Stored entries:
+ + +

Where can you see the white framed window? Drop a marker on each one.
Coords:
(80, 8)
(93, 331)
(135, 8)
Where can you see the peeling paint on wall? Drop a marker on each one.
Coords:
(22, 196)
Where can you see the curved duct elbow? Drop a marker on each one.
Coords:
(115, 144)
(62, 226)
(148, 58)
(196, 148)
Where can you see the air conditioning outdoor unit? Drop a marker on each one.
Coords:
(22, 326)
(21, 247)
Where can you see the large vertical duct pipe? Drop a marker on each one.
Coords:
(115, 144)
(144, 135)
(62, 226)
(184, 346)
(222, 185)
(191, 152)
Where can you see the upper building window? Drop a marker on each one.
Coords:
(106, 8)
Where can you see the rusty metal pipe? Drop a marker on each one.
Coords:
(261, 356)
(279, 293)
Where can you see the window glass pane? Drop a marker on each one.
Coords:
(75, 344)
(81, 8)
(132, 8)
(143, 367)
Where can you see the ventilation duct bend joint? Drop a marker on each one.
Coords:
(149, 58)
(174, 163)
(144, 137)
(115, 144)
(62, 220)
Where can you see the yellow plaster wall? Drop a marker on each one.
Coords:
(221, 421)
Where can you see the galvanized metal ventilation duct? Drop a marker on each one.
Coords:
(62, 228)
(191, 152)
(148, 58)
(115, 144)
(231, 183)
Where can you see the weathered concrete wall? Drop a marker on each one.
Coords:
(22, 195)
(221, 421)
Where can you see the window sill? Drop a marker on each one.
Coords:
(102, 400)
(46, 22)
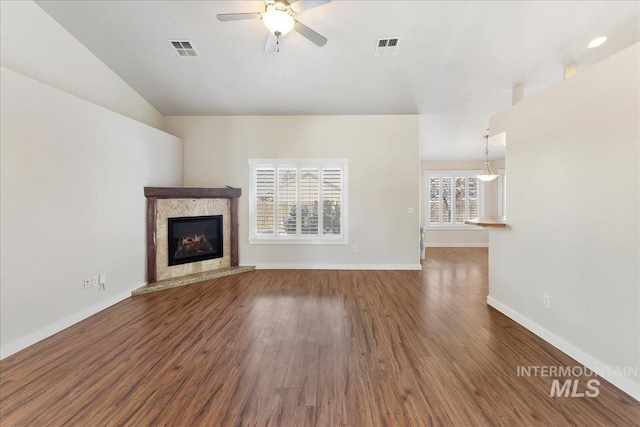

+ + +

> Directions for this task: Write out all the records exactly, omitting the images.

> Task solution:
Where can you see the white framed window? Drop a marker on each one.
Coords:
(80, 8)
(93, 331)
(135, 8)
Where can you see the peeling paint on wall? Drop a marker on each one.
Coords:
(22, 196)
Where can you see the curved duct elbow? Drop a marker on each one.
Coords:
(115, 144)
(62, 226)
(148, 58)
(196, 148)
Where can you see the air conditioning outdoor unit? Drop a marker on each one.
Coords:
(22, 326)
(21, 247)
Where can you see the large vertical duct pipe? Drop a marker on each one.
Coords:
(115, 144)
(144, 135)
(62, 226)
(184, 346)
(222, 185)
(191, 152)
Where can you see the upper building window? Drop a marker on each one.
Coords:
(106, 8)
Where can you see the rusty metal pipe? Drop a marker on each one.
Coords:
(261, 356)
(279, 293)
Where can you see the window glass pane? Drop a marker on each one.
Coords:
(75, 344)
(81, 8)
(132, 8)
(143, 367)
Where can you see the ventilation duct bend joint? Drop a marker on each one.
Coords:
(149, 58)
(174, 163)
(144, 137)
(115, 144)
(62, 220)
Where can you see the yellow plaster wall? Drop a marker on each one.
Coords:
(221, 421)
Where can you see the galvanized metal ventilation duct? Drop a marker on each one.
Coords:
(62, 228)
(191, 152)
(148, 58)
(115, 144)
(231, 183)
Where can you see the weathered concrete wall? Drop a marker on each one.
Coords:
(22, 195)
(221, 421)
Where can you see the window sill? Drop a marker on each one.
Coords:
(102, 400)
(46, 22)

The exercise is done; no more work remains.